*Task requirements:* Please convert all of the records below into a numbered list of their lines, leaving out any blank lines.
# # # # # # #
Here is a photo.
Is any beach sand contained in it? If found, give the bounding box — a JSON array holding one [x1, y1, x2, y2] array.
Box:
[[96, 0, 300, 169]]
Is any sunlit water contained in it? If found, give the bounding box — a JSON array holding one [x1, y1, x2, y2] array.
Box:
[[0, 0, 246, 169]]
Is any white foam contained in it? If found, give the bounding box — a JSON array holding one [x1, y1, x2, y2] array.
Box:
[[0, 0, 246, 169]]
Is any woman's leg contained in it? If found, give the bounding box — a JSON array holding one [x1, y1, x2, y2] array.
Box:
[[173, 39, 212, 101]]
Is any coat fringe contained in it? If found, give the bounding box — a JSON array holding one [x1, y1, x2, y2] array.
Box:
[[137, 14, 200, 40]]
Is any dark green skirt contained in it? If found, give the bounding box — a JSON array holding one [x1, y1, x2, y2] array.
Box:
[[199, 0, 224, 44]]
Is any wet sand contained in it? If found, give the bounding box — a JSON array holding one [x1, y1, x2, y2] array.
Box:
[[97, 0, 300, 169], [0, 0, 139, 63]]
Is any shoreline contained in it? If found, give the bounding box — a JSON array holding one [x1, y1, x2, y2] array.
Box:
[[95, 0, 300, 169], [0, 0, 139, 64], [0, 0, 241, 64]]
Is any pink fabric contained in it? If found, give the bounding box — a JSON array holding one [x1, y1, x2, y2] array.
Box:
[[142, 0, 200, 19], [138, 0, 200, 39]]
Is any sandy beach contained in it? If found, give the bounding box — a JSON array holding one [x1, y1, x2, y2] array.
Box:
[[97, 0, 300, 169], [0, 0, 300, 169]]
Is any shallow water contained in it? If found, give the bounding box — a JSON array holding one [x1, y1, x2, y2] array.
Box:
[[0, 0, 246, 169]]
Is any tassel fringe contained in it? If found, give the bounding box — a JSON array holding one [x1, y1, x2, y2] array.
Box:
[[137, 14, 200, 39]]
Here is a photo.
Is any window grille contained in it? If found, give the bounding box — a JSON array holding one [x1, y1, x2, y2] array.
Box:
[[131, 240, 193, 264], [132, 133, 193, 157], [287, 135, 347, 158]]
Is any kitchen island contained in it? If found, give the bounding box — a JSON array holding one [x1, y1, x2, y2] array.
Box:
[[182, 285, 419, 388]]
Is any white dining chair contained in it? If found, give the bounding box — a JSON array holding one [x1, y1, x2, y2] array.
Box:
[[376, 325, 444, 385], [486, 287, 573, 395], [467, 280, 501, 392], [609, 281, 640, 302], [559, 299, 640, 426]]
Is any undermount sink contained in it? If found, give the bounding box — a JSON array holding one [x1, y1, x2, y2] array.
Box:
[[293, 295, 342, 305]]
# # # # # # #
*Solution below:*
1. Here is a photo.
2. Is any beach sand contained in it? If found, give the bounding box — a JSON array holding one [x1, y1, x2, y2] array.
3. Box:
4. [[96, 0, 300, 169]]
5. Is any sunlit water contained in it? If found, give the bounding box — a JSON array holding one [x1, y1, x2, y2] array.
6. Box:
7. [[0, 0, 246, 169]]
8. Is any white foam contained in it? If found, give the bounding box — a JSON array holding one [x1, y1, x2, y2] array.
9. Box:
10. [[0, 0, 246, 169]]
11. Is any woman's leg contained in it? If found, give the bounding box — a JSON array holding one [x1, y1, x2, y2] array.
12. Box:
13. [[173, 39, 212, 101]]
14. Is any coat fringe contained in it? If found, give the bounding box — a JSON array holding one [x1, y1, x2, y2] array.
15. Box:
16. [[137, 14, 200, 40]]
17. Is any dark green skirt contained in it? If found, give the bounding box — a JSON array holding one [x1, y1, x2, y2] array.
18. Box:
19. [[199, 0, 224, 44]]
20. Is any wet sand contained in it? If found, give the bounding box — a JSON array holding one [x1, y1, x2, y2] array.
21. Box:
22. [[97, 0, 300, 169], [0, 0, 139, 63]]
23. Is any shoreline contained in it? If found, give the bounding box — a JSON array holding one [x1, y1, x2, y2] array.
24. Box:
25. [[95, 0, 300, 169], [0, 0, 139, 64], [0, 0, 241, 64]]
26. Is any pink fabric contained in it? If found, give the bounding box — a JSON array holding one [x1, y1, x2, y2] array.
27. Box:
28. [[142, 0, 200, 19], [138, 0, 200, 39]]
29. Is any sandy beach contained in it? If found, give the bounding box — a JSON array holding one [x1, y1, x2, y2] array.
30. Box:
31. [[97, 0, 300, 169], [0, 0, 300, 169]]
32. Is any shallow water contained in it? If found, give the bounding box — a JSON array holding one [x1, y1, x2, y2] array.
33. Box:
34. [[0, 0, 246, 169]]
35. Is any tassel fringe contained in it? If found, give the bounding box — a JSON array holding one [x1, y1, x2, y2] array.
36. Box:
37. [[137, 14, 200, 39]]
38. Here is a photo.
39. Is any window grille contained in it? If found, give the bounding box — a JSON array holding one [x1, y1, x2, y2] array.
40. Box:
41. [[131, 240, 193, 264], [132, 133, 193, 157], [287, 135, 347, 158]]
42. Is any kitchen island contained in it? If found, give the bounding box — a JSON array holding one [x1, y1, x2, y2] array.
43. Box:
44. [[182, 285, 419, 388]]
45. Is any white dining chair contained in it? If found, give the bounding box — a JSON array holding one [x1, y1, x2, y2] array.
46. Box:
47. [[376, 325, 444, 385], [486, 287, 573, 395], [467, 280, 501, 392], [609, 281, 640, 302], [559, 299, 640, 426]]
48. Is any undermount sink contained in it? If found, give the bounding box — a JSON array holding one [x1, y1, x2, y2] array.
49. Box:
50. [[293, 295, 342, 305]]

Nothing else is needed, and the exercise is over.